* **Work request 1**:
In the question on the free massive point particle, substitute "time index" for "temporal index" and write out everything from "and put this" down to "index $\mu = 0$?".
* **Work request 2**:
In the question on the free massive point particle, what equation is the Lagrangian put into?
* **Work request 3**:
Carry on the question about the free massive point particle, picking up right after its last sentence.

[[ Passage shown, beginning ]]

Lagrangian formulation of free massive point particle in special relativity

Question

I wonder if there is a way to reproduce the 4-force generalization for Newton's equation for a free particle i.e.

$$ m\frac{d^2x^\mu}{d \tau^2} = 0, \qquad \text{ for } \, \mu =0,1,2,3, \tag{1} $$

with just calculus of variations? If I start out with the action

$$ S = -mc^2\int\frac{dt}{\gamma}\tag{2} $$

with

$$ L =- \frac{mc^2}{\gamma},\qquad \gamma:= \frac{1}{\sqrt{1-\frac{{\bf v}^2}{c^2}}},\tag{3} $$

and put this in Euler-Lagrange equation I obtain

$$ \frac{d}{dt}\left( \frac{\partial L}{\partial v^i} \right) - \left(\frac{\partial L}{\partial x^i}\right) = 0 $$ $$\qquad\Leftrightarrow\qquad \frac{d}{dt}\left( \gamma m v^i\right)= \frac{d}{dt}p^i= 0 \qquad \text{ for } \, i =1,2,3. \tag{4} $$

I believe this is done right? But what about the case

$$ m\frac{d^2x^0}{d \tau^2} = 0,\tag{5} $$

i.e. the case for the temporal index $\mu = 0$?

[[ Passage shown, end ]]
[[ Extracted data, beginning ]]

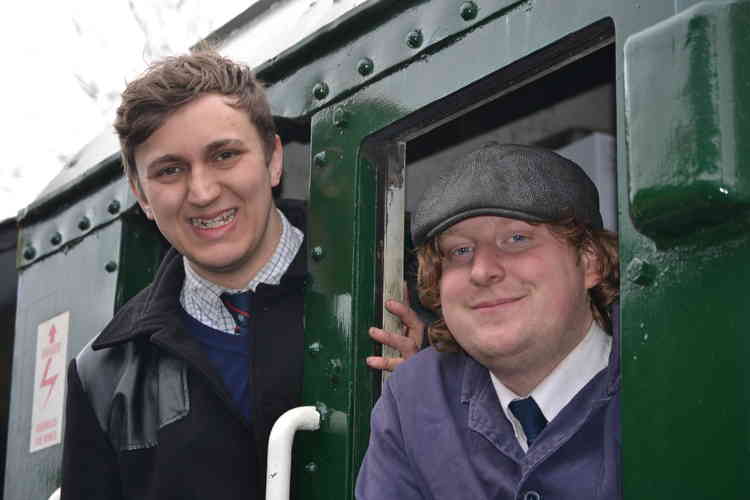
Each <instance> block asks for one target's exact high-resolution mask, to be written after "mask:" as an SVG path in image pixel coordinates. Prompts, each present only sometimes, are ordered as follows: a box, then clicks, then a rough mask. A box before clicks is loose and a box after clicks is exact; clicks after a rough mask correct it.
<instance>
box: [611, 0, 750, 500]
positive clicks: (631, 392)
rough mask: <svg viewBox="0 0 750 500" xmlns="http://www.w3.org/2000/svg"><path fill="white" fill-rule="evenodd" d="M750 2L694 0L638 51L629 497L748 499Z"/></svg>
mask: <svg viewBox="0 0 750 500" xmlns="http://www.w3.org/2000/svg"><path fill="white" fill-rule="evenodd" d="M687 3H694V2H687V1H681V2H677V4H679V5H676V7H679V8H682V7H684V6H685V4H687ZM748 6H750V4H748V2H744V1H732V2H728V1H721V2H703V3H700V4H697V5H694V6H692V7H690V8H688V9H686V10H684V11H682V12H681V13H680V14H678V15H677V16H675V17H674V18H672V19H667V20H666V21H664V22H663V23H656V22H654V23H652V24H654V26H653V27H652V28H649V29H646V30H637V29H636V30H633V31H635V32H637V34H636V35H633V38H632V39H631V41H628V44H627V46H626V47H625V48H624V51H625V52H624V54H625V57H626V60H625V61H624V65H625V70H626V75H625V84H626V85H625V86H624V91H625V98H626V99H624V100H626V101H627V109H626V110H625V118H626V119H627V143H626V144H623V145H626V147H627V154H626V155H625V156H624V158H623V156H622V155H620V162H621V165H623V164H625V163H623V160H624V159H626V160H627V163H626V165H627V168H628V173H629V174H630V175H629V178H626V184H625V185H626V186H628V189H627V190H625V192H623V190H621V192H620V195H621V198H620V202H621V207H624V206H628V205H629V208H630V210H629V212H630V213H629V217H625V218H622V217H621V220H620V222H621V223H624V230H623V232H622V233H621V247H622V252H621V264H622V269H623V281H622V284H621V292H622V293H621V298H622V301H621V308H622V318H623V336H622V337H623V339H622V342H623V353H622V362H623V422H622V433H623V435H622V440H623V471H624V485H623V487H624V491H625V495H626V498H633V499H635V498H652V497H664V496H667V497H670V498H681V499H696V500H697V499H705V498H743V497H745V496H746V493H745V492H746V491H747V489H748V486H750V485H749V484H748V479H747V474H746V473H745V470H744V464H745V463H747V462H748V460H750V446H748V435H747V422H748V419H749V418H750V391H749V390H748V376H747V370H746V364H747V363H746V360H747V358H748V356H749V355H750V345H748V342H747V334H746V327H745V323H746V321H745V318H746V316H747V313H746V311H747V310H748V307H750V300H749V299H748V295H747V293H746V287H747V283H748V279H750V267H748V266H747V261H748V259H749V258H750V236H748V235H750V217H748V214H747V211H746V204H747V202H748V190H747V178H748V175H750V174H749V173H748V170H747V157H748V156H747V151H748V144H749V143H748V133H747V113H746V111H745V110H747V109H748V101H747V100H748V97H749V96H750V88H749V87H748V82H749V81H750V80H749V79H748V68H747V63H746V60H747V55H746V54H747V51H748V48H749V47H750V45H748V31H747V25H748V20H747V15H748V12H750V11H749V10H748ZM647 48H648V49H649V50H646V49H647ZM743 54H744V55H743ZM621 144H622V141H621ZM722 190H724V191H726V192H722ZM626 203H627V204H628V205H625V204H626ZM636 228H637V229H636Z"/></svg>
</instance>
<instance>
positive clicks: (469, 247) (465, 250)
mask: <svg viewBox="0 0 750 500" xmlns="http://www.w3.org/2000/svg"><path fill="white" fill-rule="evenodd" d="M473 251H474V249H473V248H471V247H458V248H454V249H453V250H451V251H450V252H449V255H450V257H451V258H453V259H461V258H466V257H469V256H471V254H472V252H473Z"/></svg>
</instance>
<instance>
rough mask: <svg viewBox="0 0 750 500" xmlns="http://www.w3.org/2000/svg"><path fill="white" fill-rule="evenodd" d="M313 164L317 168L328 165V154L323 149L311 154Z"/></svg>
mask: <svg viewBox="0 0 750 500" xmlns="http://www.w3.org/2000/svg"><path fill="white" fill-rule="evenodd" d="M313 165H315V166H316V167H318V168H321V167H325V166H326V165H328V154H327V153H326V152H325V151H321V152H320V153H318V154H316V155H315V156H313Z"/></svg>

[[ Extracted data, end ]]
[[ Extracted data, beginning ]]

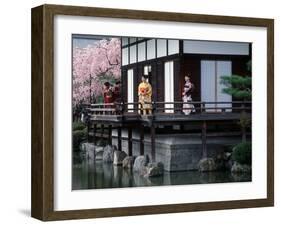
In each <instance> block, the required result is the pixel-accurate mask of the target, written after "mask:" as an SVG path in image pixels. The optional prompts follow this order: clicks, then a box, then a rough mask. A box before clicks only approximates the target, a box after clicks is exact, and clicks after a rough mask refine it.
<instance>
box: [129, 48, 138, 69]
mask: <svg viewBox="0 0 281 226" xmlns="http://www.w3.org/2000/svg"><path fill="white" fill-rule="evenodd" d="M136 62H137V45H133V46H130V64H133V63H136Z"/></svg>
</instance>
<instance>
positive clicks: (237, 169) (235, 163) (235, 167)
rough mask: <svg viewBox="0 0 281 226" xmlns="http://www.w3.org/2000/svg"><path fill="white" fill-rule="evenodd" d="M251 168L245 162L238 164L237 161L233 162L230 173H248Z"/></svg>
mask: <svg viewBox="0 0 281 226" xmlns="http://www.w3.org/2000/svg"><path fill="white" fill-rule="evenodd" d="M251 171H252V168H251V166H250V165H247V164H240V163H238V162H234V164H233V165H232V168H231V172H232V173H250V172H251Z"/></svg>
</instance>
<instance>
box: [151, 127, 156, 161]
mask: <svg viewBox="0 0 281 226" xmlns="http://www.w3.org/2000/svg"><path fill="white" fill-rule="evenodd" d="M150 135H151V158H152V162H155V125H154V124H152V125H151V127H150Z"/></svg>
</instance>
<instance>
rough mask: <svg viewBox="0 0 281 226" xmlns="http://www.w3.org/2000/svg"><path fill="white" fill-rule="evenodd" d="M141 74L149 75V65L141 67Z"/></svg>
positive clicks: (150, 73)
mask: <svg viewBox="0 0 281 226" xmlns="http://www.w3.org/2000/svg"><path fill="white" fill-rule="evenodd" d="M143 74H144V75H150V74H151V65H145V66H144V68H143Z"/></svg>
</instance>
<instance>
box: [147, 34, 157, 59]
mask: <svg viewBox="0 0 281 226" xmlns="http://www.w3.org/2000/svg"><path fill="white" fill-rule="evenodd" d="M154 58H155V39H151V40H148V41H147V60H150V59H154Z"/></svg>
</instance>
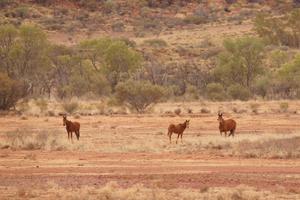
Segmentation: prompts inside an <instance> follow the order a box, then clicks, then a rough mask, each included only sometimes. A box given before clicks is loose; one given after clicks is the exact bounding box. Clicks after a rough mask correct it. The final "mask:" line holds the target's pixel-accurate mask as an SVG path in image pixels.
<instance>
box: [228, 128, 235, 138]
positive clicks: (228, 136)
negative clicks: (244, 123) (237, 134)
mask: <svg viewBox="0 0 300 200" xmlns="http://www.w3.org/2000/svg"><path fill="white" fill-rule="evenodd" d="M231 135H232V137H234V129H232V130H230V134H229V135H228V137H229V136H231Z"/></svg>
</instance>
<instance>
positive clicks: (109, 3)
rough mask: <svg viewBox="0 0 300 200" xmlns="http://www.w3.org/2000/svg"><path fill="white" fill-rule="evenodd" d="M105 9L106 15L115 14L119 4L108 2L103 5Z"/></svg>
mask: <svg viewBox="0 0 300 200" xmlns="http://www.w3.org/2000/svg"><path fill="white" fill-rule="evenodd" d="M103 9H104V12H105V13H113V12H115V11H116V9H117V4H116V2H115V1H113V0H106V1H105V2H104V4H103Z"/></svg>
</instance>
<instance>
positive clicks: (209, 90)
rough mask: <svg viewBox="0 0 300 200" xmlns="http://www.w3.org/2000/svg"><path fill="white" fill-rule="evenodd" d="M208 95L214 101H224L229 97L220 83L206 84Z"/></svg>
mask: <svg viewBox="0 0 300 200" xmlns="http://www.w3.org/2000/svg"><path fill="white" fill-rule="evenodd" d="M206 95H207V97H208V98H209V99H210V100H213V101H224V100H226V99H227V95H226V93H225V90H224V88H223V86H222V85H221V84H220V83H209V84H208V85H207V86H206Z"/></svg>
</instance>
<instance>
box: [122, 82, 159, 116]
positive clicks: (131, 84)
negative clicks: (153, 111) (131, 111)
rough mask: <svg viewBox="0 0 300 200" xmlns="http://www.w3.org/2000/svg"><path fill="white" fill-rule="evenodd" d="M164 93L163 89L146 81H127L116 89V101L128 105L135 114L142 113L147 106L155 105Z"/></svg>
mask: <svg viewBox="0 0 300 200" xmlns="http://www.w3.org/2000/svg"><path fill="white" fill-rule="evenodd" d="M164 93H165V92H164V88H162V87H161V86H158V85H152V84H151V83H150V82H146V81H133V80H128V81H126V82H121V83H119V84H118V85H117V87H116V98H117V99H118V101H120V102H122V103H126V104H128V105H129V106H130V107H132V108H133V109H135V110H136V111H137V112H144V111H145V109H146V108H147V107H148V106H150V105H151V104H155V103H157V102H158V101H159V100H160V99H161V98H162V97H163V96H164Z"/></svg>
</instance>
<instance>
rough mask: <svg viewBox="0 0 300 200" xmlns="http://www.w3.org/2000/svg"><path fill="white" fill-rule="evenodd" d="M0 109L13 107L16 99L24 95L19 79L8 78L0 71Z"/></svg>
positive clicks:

[[ Extracted data, end ]]

* **Written reply 1**:
and put this in Euler-Lagrange equation I obtain

$$ \frac{d}{dt}\left( \frac{\partial L}{\partial v^i} \right) - \left(\frac{\partial L}{\partial x^i}\right) = 0 $$ $$\qquad\Leftrightarrow\qquad \frac{d}{dt}\left( \gamma m v^i\right)= \frac{d}{dt}p^i= 0 \qquad \text{ for } \, i =1,2,3. \tag{4} $$

I believe this is done right? But what about the case

$$ m\frac{d^2x^0}{d \tau^2} = 0,\tag{5} $$

i.e. the case for the time index $\mu = 0$?

* **Written reply 2**:
The Euler-Lagrange equation.

* **Written reply 3**:
Answer 1

The resolution to OP's question seems to be that OP's action (2) and Lagrangian (3) correspond to the static gauge $$t~\equiv~x^0~=~\tau \tag{A}$$ of a generally covariant action principle$^1$

$$S[x]~=~\int\! d\tau ~L, \qquad L~:=~ -m\sqrt{-\dot{x}^2}, $$ $$ \dot{x}^2~:=~g_{\mu\nu}~ \dot{x}^{\mu}\dot{x}^{\nu}~<~0, \qquad \dot{x}^{\mu}~:=~\frac{dx^{\mu}}{d\tau}, \tag{B}$$

where $\tau$ is an arbitrary world-line parameter (which does not have to be the proper time). See also e.g. this, this, and this Phys.SE posts.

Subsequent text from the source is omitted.